TASK INSTRUCTIONS:
a. Copy the passage from the city council article word for word, starting at "Thomas moved to" and ending at "made the request.".
b. Write the next part of the city council meeting article, picking up right after its last sentence.

PAGE EXTRACT:

Thomas moved to meet at both locations starting at 4 p.m. Monday, Sept. 11, to get an idea of what the buildings are like. The council voted unanimously to approve the motion.
The council moved on to discuss its upcoming Nov. 13 meeting, with alderwoman Kristi Kendrick asking if the meeting could be pushed back a week.
“I would like to ask for the courtesy of the rest of the council to consider rescheduling such meeting,” Kendrick said.
Kendrick said she would be out of town, and so would the mayor’s assistant, Kim Stryker. Alderwoman Mickey Schneider asked Kendrick why she made the request.
“Because we’re on our way for a trip. We’d like to leave the afternoon of that meeting, so that we don’t have to attend that meeting,” Kendrick said.
“Why don’t you just miss a meeting like you had to last time because you were sick?” Schneider said. “I mean, we all miss a meeting once or twice a year.”

INFORMATION PROVIDED:
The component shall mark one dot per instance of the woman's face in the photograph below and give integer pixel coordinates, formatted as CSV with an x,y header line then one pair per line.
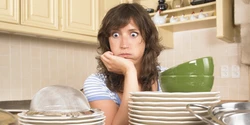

OUTPUTS BY TASK:
a.
Thomas moved to meet at both locations starting at 4 p.m. Monday, Sept. 11, to get an idea of what the buildings are like. The council voted unanimously to approve the motion.
The council moved on to discuss its upcoming Nov. 13 meeting, with alderwoman Kristi Kendrick asking if the meeting could be pushed back a week.
“I would like to ask for the courtesy of the rest of the council to consider rescheduling such meeting,” Kendrick said.
Kendrick said she would be out of town, and so would the mayor’s assistant, Kim Stryker. Alderwoman Mickey Schneider asked Kendrick why she made the request.

b.
“I simply asked for a courtesy,” Kendrick said.
“I asked if there was a reason,” Schneider said.
“Yes, because I am taking a trip and Kim Stryker is taking a trip,” Kendrick said. “I don’t mind missing the meeting, but Kim may.”
Thomas said he didn’t want to change the date of the meeting.
“I think it’s bad precedent for anybody to start trying to adjust council meetings,” Thomas said. “I think council meetings should be set. If we don’t have a quorum, we just won’t have a meeting.”
The council’s next regular meeting is scheduled for 6 p.m. Monday, Sept. 11, at City Hall.